Stated task A:
Swap "drought" for "dry spell" and write out again the part of the Alabama 2011 weather article that opens with the words "From a weather" and closes with "would normally receive.".

Excerpt to read:
Begin
Volume 2, Number 3, December, 2011

From a weather and climate perspective, 2011 was a terrible year in Alabama.

Not only did we suffer the second deadliest outbreak of tornadoes in state history (with 242 people killed and another 2,110 injured by tornadoes during the year), but we also saw a lingering drought that damaged farms and gardens across much of the state. 268 Alabamians died in the March 31, 1932, outbreak.

Between a third and half of the state had significantly lower rainfall -- at least six inches less than normal -- last year. About one third of the state had major drought damage, with 12 or more inches less rain than they would normally receive.

A handful of spots across the northwestern half of the state saw significantly more rain than usual. It was as if the storm systems that moved through the state ran out of steam or decided to stop raining not long after they hit I-20.  This is a typical rainfall pattern for a La Nina year when tropical Pacific waters are colder than usual.

That pattern set up some extreme contrasts. A handful of sites in Jackson, Marshall and Madison counties saw more than 70 inches of rain for the year. A gauge near Guntersville recorded 75.56 inches while one near Section hit 73. That is about 20 inches above normal for those sites.

One NWS gauge recorded more than 65 inches of rain that fell last year on the Pinson area of northeastern Jefferson County, about eleven inches more than falls there in a normal year. Not much more than an hour's drive east in Tallapoosa County, the NWS estimates that total rain for the year was almost 28 inches under normal in one spot. That's about half of what that area would get in an average year.

The state had several pockets of extreme drought. Normally one of the wettest places in the state, Brewton saw almost 29 inches less rain than normal; Mobile was 28 inches below normal while Bay Minette was 25.6 inches below normal.
End
Dataset rows:
Begin
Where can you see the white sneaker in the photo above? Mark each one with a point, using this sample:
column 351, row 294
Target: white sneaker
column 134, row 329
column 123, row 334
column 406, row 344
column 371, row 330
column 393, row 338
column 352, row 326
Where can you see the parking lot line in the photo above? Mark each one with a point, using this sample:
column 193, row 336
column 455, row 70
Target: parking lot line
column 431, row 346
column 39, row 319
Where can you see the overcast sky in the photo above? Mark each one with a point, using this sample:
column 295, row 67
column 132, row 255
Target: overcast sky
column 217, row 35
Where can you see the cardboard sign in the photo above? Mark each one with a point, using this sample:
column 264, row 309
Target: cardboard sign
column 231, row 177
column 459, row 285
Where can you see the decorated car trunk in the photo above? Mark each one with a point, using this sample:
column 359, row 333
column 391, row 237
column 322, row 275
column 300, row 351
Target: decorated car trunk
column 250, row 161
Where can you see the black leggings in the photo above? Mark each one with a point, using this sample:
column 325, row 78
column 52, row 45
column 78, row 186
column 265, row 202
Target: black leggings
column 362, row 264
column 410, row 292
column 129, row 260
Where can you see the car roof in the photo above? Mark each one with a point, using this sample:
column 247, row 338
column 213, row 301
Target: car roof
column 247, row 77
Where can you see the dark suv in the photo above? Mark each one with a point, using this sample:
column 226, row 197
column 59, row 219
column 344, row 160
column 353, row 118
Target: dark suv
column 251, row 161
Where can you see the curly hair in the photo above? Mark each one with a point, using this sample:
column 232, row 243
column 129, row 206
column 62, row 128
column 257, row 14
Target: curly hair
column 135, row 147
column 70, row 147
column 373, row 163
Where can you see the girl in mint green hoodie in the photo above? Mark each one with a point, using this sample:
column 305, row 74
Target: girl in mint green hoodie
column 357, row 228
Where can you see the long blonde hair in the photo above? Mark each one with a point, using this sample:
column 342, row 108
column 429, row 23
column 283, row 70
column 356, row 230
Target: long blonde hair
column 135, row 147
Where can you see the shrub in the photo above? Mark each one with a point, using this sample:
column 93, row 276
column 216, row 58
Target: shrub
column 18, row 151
End
Begin
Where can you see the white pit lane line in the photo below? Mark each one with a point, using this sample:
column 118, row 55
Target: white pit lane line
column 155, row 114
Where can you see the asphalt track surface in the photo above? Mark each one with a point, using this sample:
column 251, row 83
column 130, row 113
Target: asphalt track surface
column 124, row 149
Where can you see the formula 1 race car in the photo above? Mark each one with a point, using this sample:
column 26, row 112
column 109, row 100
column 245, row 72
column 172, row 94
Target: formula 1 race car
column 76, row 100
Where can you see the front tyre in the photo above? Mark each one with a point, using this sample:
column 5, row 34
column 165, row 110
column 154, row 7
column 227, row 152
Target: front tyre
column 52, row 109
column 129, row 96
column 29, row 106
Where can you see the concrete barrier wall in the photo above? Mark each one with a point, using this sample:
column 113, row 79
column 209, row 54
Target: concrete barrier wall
End
Stated task B:
From the listing, extract word for word the part that opens with the line containing "Where can you see the concrete" and closes with the line containing "Target: concrete barrier wall", including both of those lines.

Correct answer A:
From a weather and climate perspective, 2011 was a terrible year in Alabama.

Not only did we suffer the second deadliest outbreak of tornadoes in state history (with 242 people killed and another 2,110 injured by tornadoes during the year), but we also saw a lingering dry spell that damaged farms and gardens across much of the state. 268 Alabamians died in the March 31, 1932, outbreak.

Between a third and half of the state had significantly lower rainfall -- at least six inches less than normal -- last year. About one third of the state had major dry spell damage, with 12 or more inches less rain than they would normally receive.

Correct answer B:
Where can you see the concrete barrier wall in the photo above? Mark each one with a point, using this sample:
column 113, row 79
column 209, row 54
Target: concrete barrier wall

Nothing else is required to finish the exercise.